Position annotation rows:

- - - - -

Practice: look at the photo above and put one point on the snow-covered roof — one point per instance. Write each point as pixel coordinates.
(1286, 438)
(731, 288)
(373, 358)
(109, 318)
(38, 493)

- - - - -

• _Required work_
Can you convert the rows above into a Markdown table with the columns "Number" and "Row text", numbering each row and leaving out any blank lines?

• _Response below_
| Number | Row text |
|---|---|
| 1 | Practice: look at the photo above and put one point on the snow-covered roof — one point per instance. Write each point as pixel coordinates. |
| 2 | (1286, 438) |
| 3 | (731, 288) |
| 4 | (373, 358) |
| 5 | (109, 318) |
| 6 | (38, 493) |